The records appear below. Repeat them exactly.

Material to process: Begin

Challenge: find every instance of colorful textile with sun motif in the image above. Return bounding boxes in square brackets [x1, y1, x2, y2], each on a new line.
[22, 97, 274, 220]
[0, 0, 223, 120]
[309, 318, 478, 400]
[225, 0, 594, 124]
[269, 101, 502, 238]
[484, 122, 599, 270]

Material to process: End

[Result below]:
Challenge: find every instance of colorful textile with sun motif in the image above. Return bounding boxes in square brackets [x1, y1, x2, y2], each on a new line.
[22, 97, 274, 220]
[0, 0, 223, 120]
[309, 318, 478, 400]
[225, 0, 594, 124]
[269, 101, 502, 238]
[484, 122, 599, 270]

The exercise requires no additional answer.